> Problem to work on: If a line in the data below contains the word "woman", copy it out.

== Segment start ==

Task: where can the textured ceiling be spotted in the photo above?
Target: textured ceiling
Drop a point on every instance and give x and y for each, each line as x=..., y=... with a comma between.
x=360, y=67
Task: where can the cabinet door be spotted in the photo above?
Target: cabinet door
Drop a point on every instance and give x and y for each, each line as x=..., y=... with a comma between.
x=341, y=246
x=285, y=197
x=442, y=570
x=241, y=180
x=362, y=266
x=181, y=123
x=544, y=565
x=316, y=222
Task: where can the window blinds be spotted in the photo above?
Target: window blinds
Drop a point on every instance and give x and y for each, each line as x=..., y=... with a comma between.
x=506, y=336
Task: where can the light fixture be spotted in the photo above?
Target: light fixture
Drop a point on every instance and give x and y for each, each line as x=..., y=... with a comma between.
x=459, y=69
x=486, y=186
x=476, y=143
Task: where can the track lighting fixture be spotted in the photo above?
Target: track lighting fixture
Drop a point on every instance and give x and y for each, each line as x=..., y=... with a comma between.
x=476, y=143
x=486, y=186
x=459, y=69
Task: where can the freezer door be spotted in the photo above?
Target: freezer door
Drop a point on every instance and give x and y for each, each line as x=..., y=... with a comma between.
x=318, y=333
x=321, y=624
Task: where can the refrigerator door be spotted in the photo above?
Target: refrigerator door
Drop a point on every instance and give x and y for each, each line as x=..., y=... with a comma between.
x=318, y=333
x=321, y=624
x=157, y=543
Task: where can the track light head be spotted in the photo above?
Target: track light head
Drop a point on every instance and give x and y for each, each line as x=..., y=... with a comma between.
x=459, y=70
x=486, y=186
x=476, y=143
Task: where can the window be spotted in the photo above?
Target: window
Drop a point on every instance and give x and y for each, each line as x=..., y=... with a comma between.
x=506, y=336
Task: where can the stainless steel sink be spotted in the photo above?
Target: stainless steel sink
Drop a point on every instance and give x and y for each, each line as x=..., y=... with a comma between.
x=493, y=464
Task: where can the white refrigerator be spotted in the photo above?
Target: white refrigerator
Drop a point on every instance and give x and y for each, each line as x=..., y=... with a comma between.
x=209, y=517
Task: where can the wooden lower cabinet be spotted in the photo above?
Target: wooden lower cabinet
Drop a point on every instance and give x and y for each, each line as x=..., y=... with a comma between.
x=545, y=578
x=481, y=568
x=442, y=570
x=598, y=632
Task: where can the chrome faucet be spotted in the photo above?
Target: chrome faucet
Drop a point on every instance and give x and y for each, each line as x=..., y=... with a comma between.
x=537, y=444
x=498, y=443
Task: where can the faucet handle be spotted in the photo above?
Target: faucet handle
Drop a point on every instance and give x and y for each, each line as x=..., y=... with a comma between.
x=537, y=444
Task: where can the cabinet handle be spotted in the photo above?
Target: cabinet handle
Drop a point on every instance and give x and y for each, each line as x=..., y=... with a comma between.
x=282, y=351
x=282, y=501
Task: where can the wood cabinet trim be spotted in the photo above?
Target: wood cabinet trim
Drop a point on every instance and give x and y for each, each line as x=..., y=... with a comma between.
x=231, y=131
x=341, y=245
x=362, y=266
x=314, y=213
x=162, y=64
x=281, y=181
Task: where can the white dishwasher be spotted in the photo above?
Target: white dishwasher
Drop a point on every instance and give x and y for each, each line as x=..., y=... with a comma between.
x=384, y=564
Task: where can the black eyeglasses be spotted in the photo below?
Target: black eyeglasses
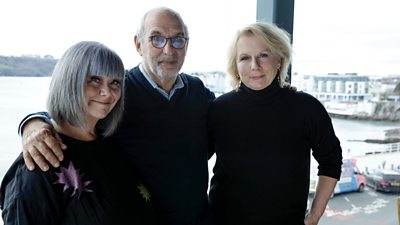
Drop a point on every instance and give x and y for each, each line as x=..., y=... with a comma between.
x=159, y=41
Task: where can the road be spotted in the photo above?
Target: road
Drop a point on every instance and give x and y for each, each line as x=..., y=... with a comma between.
x=367, y=208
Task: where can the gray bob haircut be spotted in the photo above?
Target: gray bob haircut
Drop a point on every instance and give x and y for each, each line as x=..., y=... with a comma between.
x=277, y=39
x=66, y=100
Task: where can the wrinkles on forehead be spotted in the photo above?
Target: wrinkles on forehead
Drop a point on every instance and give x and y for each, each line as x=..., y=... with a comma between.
x=164, y=22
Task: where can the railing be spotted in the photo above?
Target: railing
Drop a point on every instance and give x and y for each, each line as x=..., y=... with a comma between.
x=387, y=148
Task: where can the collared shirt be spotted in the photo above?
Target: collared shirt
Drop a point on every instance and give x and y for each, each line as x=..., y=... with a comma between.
x=178, y=84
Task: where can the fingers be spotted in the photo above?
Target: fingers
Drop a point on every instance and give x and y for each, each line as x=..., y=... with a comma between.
x=42, y=147
x=33, y=156
x=28, y=160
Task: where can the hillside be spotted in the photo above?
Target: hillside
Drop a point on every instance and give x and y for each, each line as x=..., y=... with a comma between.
x=31, y=66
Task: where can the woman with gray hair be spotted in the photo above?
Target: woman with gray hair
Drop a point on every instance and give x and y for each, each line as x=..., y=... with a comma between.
x=86, y=103
x=263, y=134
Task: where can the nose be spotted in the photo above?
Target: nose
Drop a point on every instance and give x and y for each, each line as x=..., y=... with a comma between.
x=254, y=64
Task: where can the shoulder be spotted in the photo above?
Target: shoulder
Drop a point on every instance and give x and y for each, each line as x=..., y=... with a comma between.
x=20, y=184
x=301, y=97
x=196, y=84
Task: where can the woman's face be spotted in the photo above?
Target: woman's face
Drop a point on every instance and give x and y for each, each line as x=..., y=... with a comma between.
x=102, y=93
x=256, y=65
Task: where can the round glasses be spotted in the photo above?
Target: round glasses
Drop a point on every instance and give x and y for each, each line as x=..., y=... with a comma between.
x=159, y=41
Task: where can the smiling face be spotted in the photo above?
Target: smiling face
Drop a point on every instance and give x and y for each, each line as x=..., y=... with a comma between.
x=257, y=66
x=102, y=94
x=162, y=64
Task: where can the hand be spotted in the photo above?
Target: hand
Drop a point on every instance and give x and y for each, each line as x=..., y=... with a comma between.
x=311, y=219
x=290, y=87
x=41, y=144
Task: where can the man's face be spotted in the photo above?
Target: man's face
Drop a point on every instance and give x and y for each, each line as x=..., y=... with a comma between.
x=162, y=63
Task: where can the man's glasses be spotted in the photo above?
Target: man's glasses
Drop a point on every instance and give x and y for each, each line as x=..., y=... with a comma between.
x=159, y=41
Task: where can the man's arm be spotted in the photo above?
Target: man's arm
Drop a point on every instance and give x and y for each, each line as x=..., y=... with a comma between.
x=41, y=144
x=323, y=193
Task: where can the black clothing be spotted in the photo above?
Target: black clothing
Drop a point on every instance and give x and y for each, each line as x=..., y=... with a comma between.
x=166, y=141
x=93, y=185
x=262, y=140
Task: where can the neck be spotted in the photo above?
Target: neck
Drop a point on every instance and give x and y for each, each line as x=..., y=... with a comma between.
x=83, y=134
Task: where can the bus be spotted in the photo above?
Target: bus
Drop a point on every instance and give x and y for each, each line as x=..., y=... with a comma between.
x=351, y=178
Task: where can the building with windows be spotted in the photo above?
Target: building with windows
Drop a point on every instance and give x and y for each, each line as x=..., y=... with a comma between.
x=334, y=87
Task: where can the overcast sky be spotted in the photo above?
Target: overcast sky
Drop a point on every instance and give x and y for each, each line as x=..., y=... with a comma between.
x=329, y=35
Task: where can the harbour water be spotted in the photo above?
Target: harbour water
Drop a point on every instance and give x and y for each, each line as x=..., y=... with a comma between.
x=22, y=95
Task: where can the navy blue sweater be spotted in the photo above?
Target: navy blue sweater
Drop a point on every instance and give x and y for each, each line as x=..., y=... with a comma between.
x=263, y=141
x=166, y=141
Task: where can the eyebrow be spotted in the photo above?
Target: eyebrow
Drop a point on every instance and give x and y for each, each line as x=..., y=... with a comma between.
x=156, y=32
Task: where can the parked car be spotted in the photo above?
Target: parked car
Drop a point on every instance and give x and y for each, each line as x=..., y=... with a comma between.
x=351, y=178
x=384, y=180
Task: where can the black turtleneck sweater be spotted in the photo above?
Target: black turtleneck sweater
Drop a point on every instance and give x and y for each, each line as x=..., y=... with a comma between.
x=166, y=141
x=263, y=141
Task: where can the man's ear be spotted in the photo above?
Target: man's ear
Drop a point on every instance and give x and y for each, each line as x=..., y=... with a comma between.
x=138, y=45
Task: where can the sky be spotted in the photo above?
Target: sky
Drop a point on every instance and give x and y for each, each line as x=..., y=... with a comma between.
x=342, y=36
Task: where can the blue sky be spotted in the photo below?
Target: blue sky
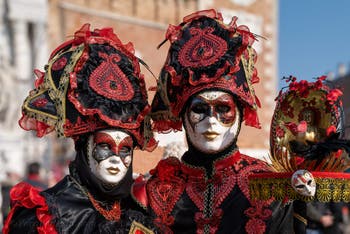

== Segment end ==

> Solution to the exercise:
Task: where can the woman with gray hair be spotted in the photo above?
Target: woman with gray hair
Task: where can the woman's face be spotted in the photo above?
Target: woman's face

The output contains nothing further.